* SOAL LATIHAN
Ubah paragraf dalam teks tentang koreografi yang diawali "Tokoh Aku muncul" menjadi daftar poin yang ringkas tanpa menghilangkan fakta utamanya.

* TEKS BACAAN
########

Menceritakan tentang ketidakadilan kehidupan bermasyarakat, status sosial dan hukum. Koreografi itu
menggambarkan bahwa tindakan anarkis yang ia lakukan seperti tidak
memperdulikan nilai-nilai kemanusiaan karena sudah tidak penting lagi bagi
baginya agar sang koruptor diberantas sampai ke akar-akarnya.
Adegan 4
Topeng Jaksa dipakai. Memperdebatkan tindakan
terdakwa, di sini konflik mulai terjadi.
Adegan 5
Tokoh Aku muncul sebagai pemandu yang
menjelaskan kembali apa yang diucapkan tokoh Jaksa. Diselingi dengan dialog
menyindir kebiasaan hidup bermasyarakat yang secara umum mempunyai rasa iri
dengki atas keberhasilan orang lain.

########

* Data identifikasi posisi
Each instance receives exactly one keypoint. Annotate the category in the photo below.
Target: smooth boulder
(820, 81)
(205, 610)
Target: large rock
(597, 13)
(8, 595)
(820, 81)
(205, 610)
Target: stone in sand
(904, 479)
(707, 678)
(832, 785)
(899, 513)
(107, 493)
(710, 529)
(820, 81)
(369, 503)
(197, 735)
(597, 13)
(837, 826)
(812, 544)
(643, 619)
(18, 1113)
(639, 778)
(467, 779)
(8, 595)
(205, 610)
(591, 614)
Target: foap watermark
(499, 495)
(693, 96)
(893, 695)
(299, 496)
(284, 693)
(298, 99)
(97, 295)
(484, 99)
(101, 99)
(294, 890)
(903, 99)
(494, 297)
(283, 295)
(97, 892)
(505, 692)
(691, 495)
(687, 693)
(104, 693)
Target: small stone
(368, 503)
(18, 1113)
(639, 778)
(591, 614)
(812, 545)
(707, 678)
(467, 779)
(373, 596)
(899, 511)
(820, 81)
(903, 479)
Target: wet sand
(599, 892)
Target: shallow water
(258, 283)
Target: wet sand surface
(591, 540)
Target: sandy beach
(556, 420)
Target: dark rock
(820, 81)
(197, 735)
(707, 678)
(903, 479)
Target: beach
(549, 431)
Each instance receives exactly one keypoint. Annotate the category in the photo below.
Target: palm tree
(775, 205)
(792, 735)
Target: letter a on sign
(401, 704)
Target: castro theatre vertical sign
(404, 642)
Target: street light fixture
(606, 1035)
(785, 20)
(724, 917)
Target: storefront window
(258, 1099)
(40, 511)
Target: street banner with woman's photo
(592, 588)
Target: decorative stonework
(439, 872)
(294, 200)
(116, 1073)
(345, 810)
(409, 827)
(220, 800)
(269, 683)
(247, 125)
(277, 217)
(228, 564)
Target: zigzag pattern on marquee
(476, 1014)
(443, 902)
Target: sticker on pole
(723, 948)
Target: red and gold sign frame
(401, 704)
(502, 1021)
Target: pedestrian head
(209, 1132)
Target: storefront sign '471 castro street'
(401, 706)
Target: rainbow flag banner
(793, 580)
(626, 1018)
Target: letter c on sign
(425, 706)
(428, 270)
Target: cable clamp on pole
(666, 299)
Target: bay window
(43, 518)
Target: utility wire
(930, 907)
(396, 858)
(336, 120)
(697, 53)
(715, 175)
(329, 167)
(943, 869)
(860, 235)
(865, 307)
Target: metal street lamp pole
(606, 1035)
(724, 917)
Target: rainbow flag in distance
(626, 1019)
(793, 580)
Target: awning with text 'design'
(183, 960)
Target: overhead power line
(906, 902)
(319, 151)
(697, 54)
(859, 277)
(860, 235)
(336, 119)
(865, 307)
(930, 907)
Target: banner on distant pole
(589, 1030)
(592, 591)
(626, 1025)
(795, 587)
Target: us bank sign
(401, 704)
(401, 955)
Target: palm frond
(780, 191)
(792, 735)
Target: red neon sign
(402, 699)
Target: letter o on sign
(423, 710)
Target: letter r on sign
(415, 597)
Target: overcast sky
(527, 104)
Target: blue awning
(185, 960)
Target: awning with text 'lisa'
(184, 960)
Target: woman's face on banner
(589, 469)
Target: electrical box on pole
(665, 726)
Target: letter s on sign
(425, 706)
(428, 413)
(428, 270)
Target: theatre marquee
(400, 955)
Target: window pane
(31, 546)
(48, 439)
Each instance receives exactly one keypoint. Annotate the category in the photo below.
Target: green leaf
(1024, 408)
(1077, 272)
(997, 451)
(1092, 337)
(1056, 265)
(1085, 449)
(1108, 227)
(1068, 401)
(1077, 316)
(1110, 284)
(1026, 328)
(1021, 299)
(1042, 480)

########

* JAWABAN AKHIR
- Tokoh Aku muncul sebagai pemandu.
- Ia menjelaskan kembali apa yang diucapkan tokoh Jaksa.
- Penjelasan itu diselingi dialog yang menyindir kebiasaan hidup bermasyarakat.
- Kebiasaan yang disindir: umumnya orang merasa iri dengki atas keberhasilan orang lain.